■ Given problem: Can you render the records as a two-column CSV with the headers text and answer, starting at the beginning of the records and ending at the line containing "[0,0,75,48]", one row per record, each value in its own quoted field and any line breaks replaced by spaces?

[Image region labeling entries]

** start **

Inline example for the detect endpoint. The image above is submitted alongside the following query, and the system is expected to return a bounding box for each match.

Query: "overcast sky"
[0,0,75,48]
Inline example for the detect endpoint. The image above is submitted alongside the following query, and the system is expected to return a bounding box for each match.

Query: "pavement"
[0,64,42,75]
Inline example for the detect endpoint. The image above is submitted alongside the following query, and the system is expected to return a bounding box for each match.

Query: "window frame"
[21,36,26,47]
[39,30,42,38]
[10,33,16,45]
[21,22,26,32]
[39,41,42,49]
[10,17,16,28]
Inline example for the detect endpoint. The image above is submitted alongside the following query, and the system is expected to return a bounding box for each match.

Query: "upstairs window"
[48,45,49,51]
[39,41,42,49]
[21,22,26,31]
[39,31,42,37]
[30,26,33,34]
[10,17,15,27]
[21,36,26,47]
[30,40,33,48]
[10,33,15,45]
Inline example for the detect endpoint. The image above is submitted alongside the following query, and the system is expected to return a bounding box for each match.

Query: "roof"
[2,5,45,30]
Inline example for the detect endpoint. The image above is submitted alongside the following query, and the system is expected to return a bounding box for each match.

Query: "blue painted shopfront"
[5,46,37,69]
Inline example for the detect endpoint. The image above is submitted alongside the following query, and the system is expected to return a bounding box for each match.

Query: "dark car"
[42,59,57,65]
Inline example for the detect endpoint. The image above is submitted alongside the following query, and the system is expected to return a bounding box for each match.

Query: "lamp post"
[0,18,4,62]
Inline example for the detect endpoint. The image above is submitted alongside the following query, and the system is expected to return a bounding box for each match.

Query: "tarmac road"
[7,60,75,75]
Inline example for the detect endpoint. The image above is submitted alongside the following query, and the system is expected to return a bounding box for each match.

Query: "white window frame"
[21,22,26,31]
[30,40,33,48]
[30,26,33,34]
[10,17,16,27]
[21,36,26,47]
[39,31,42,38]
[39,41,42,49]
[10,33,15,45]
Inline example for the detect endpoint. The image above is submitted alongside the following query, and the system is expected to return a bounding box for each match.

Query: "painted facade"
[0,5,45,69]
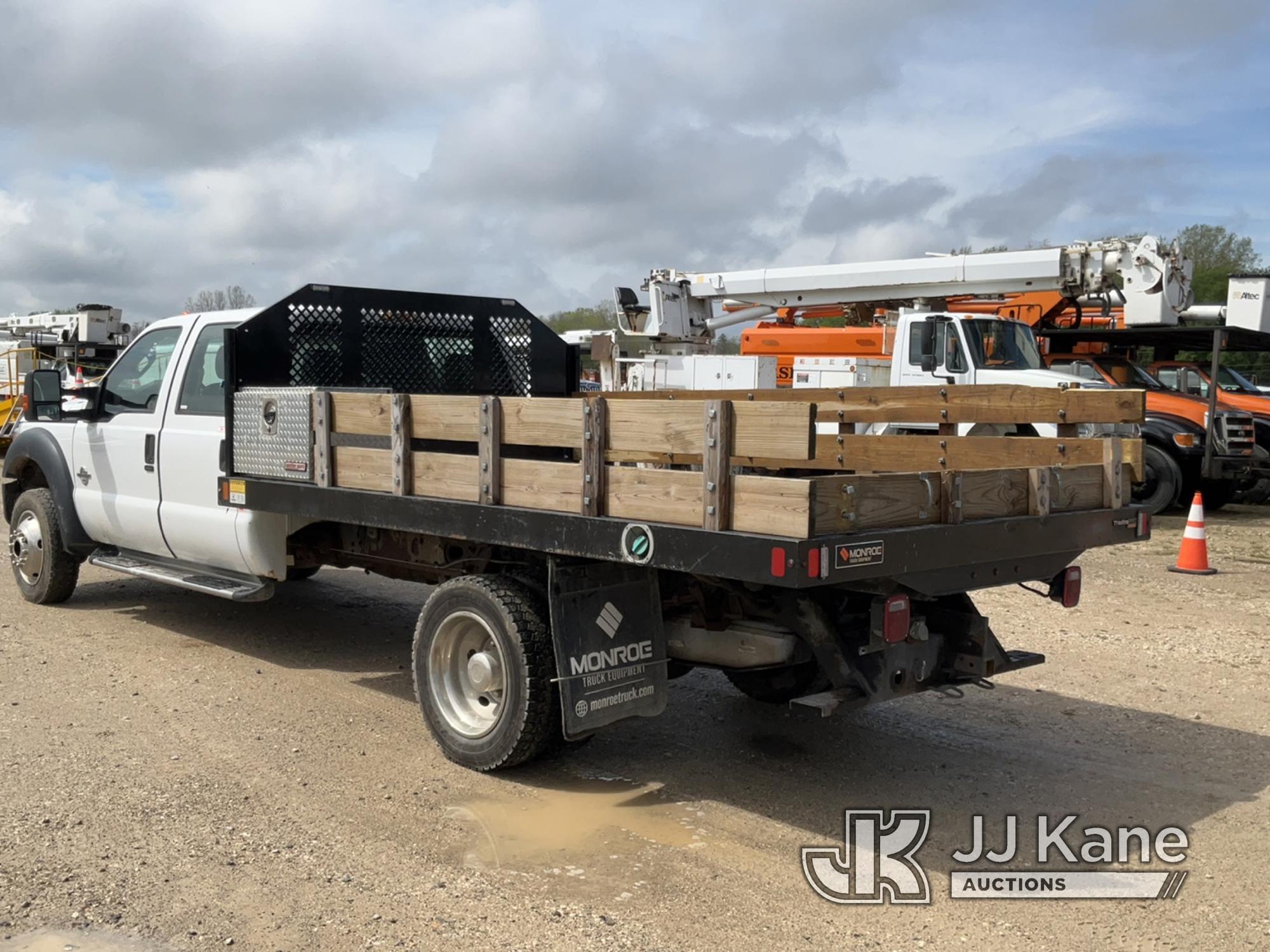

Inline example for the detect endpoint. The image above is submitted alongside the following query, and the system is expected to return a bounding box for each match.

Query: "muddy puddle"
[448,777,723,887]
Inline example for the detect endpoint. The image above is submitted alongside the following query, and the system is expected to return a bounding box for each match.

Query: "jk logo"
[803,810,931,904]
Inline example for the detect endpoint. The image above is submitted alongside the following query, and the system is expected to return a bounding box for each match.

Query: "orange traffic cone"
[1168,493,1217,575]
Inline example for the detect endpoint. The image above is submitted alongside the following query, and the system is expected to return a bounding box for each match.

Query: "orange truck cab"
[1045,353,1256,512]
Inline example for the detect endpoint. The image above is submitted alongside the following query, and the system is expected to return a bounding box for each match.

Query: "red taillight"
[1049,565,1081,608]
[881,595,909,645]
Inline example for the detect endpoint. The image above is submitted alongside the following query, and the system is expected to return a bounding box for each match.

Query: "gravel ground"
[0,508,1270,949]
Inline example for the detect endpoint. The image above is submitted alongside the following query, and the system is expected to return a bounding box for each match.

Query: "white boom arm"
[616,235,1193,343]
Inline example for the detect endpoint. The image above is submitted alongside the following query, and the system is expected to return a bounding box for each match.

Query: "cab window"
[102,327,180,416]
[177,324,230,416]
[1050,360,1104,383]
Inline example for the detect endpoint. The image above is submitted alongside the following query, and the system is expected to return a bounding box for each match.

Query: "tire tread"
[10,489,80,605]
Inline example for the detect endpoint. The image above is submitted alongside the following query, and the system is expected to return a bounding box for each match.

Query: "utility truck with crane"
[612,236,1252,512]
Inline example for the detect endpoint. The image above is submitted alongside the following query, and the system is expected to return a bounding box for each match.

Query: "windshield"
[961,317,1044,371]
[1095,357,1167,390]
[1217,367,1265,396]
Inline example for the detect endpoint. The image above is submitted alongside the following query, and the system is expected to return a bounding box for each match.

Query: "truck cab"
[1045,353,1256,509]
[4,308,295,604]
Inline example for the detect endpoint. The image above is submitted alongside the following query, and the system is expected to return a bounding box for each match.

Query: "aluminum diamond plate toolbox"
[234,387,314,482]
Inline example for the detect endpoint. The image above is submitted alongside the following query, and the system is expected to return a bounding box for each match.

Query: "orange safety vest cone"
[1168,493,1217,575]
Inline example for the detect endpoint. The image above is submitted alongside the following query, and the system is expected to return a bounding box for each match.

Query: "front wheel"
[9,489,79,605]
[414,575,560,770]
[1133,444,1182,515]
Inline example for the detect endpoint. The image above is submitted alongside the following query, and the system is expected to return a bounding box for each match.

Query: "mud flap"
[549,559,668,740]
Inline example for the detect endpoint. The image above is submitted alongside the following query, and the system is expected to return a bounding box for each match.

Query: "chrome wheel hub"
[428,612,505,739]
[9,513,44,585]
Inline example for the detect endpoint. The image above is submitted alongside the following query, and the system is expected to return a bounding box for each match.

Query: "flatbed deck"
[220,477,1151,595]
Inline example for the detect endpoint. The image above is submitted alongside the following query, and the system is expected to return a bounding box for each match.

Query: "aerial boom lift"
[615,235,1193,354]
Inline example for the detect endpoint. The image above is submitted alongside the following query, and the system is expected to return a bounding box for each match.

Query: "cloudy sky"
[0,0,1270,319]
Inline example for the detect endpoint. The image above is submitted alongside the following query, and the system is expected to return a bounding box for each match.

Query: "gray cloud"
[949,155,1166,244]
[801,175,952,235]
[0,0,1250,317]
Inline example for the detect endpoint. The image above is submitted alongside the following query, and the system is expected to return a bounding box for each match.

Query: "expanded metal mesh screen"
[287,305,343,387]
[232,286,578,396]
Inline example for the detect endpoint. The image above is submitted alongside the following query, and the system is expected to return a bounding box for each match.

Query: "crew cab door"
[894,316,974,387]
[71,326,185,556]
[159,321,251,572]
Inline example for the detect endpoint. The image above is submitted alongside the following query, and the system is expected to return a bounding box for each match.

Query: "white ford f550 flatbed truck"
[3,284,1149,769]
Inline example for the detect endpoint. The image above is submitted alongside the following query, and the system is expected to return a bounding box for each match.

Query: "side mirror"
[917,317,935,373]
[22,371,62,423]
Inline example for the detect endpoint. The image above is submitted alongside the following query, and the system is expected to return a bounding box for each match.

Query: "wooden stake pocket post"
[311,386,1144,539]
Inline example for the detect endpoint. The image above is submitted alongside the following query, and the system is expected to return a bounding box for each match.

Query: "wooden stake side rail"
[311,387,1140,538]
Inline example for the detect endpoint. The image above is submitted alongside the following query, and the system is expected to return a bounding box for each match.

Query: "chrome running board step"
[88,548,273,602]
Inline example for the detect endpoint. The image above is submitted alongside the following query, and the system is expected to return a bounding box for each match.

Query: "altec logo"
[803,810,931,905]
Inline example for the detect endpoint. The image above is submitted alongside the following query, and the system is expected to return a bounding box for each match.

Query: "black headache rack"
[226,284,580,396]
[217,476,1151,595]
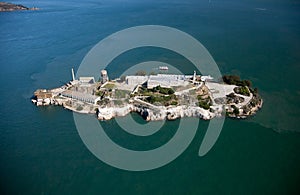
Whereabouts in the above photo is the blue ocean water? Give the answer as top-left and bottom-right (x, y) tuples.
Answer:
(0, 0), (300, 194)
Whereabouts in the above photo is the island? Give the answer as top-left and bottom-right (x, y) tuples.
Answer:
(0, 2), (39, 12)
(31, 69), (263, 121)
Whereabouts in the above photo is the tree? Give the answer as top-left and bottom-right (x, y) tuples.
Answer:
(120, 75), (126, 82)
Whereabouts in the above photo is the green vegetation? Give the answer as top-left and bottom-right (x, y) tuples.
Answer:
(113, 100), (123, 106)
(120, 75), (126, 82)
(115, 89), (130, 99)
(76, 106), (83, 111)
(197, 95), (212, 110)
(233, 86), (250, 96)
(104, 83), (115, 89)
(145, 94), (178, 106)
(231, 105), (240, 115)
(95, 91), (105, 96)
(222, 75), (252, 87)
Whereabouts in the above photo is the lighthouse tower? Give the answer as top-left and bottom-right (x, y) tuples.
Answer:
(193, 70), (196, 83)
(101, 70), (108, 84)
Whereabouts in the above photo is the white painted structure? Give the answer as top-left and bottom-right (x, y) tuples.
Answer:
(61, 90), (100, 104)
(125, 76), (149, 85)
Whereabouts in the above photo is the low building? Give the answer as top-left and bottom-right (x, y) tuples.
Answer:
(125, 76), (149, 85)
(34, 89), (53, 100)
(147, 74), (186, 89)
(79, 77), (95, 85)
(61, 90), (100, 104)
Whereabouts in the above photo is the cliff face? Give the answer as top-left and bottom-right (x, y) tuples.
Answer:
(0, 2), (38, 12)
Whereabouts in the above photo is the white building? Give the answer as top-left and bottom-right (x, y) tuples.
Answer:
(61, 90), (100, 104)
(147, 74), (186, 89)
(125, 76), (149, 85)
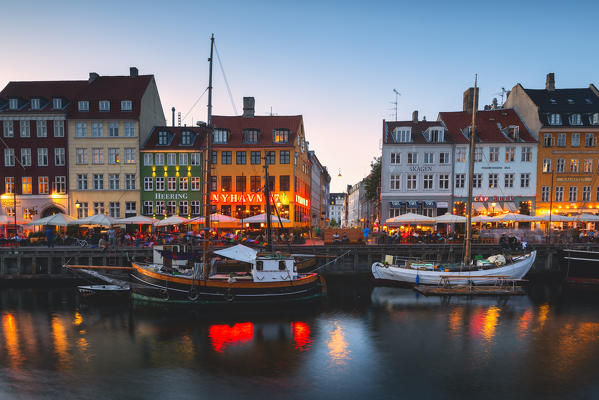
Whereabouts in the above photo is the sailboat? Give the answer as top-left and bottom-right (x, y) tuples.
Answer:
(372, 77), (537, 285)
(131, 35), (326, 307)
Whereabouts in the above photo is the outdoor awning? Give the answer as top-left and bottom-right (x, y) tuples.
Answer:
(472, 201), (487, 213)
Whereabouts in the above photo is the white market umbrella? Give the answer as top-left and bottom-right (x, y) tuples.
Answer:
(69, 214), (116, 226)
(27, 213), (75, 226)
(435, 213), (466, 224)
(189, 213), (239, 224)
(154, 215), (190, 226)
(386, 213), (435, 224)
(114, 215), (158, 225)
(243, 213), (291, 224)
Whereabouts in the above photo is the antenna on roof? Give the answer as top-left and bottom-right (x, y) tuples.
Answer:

** end **

■ Response:
text,answer
"Inline example for the detect endpoint. The image above is submitted alongside the following query, and the system is expected to return a bounding box for each match. Query: ""overcast sky""","[0,0,75,48]"